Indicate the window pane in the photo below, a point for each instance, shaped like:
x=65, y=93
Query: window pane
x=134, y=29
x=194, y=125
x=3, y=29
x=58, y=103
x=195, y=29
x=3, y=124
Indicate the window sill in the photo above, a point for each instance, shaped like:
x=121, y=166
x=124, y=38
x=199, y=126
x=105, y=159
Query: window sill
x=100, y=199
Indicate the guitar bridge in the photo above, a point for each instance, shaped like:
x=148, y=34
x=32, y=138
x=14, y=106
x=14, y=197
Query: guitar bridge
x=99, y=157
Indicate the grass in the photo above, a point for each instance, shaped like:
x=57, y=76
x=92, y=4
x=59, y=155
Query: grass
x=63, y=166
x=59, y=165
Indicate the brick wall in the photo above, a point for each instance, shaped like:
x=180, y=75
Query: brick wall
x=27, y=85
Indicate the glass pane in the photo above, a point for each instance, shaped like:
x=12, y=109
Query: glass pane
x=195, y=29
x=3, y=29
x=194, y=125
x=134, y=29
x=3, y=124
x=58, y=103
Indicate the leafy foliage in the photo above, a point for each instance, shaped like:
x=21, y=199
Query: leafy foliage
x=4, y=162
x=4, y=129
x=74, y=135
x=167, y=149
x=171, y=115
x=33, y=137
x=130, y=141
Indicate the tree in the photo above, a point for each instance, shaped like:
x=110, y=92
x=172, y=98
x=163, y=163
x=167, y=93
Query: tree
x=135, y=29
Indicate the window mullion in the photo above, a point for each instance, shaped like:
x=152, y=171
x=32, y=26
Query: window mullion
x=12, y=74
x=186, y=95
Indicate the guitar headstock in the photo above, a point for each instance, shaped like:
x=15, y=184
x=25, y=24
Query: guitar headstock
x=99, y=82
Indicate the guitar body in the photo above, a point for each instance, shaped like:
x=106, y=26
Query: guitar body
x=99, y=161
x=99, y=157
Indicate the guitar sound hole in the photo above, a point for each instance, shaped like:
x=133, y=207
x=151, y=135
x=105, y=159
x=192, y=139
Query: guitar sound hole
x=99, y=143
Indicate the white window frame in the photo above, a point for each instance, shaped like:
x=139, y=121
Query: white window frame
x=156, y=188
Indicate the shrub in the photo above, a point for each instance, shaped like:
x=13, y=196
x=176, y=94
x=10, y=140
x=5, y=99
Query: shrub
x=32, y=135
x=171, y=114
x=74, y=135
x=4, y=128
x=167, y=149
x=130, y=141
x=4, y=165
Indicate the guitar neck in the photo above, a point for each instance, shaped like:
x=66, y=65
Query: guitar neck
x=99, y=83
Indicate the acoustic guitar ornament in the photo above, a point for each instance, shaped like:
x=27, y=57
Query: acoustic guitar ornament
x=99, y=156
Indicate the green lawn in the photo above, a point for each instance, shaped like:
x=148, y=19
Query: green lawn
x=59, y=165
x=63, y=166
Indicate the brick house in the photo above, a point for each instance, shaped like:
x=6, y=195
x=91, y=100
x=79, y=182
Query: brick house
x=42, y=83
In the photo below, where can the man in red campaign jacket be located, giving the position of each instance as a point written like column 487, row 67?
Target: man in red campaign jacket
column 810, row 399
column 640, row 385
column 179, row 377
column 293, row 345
■ ■ ■ ■ ■
### AIM
Reproduce every record above exactly as it appears.

### OUTPUT
Indicate the window pane in the photo below, a point for each instance, shaped like:
x=65, y=93
Query: window pane
x=134, y=29
x=194, y=125
x=3, y=29
x=58, y=103
x=195, y=29
x=3, y=124
Indicate the window sill in the photo above, a point for each instance, shaped like:
x=121, y=166
x=124, y=38
x=199, y=126
x=105, y=159
Query: window sill
x=100, y=199
Indicate the guitar bridge in the photo above, a point for each instance, shaped like:
x=148, y=34
x=32, y=138
x=14, y=106
x=14, y=197
Query: guitar bridge
x=99, y=157
Indicate the grass in the photo above, a point for each instance, shaped like:
x=57, y=76
x=92, y=4
x=59, y=155
Query: grass
x=63, y=166
x=59, y=165
Indicate the brick wall in the photo above, a point for each instance, shaped like:
x=180, y=75
Query: brick wall
x=27, y=85
Indicate the glass pane in the photo above, a point for each instance, shaped like:
x=12, y=109
Query: glass pane
x=195, y=29
x=3, y=29
x=194, y=125
x=134, y=29
x=3, y=124
x=58, y=103
Indicate the leafy foliage in the photo above, a point for each instance, shaped like:
x=21, y=199
Query: leafy foliage
x=4, y=162
x=4, y=129
x=74, y=135
x=167, y=149
x=171, y=115
x=33, y=137
x=130, y=141
Indicate the tree in the photo above, a point for each instance, shaped like:
x=110, y=92
x=172, y=98
x=163, y=163
x=167, y=93
Query: tree
x=135, y=29
Indicate the window mullion in the photo above, a point for each instance, shaped like:
x=152, y=171
x=32, y=26
Query: window mullion
x=12, y=74
x=186, y=95
Indicate the guitar headstock in the photo above, a point for each instance, shaped like:
x=15, y=184
x=25, y=24
Query: guitar headstock
x=99, y=82
Indicate the guitar body in the photo above, a point for each instance, shaped like:
x=106, y=26
Query: guitar body
x=99, y=161
x=99, y=157
Indicate the guitar sound hole in the photo above, a point for each instance, shaped like:
x=133, y=207
x=151, y=135
x=105, y=159
x=192, y=139
Query: guitar sound hole
x=99, y=143
Indicate the white window frame in the photo above, a point for each instance, shaped like:
x=139, y=121
Query: white window frame
x=156, y=188
Indicate the shrub in the photo above, a point for each instance, shaped like:
x=13, y=196
x=176, y=94
x=10, y=140
x=5, y=99
Query: shrub
x=32, y=135
x=171, y=114
x=74, y=135
x=4, y=128
x=167, y=149
x=130, y=141
x=4, y=165
Indicate the guitar neck in the photo above, a point for each instance, shaped like:
x=66, y=65
Query: guitar neck
x=99, y=83
Indicate the acoustic guitar ornament in the photo above, a point for each instance, shaped like:
x=27, y=57
Query: acoustic guitar ornament
x=99, y=156
Indicate the green lawn in the photo above, a point for each instance, shaped like:
x=148, y=19
Query: green lawn
x=59, y=165
x=63, y=166
Indicate the brick house in the photo above, a point for each instance, shaped like:
x=6, y=195
x=91, y=100
x=79, y=182
Query: brick house
x=42, y=83
In the photo below, where can the man in red campaign jacket be located, giving the position of each instance as a point written like column 487, row 67?
Target: man in red campaign jacket
column 810, row 399
column 640, row 385
column 179, row 377
column 293, row 345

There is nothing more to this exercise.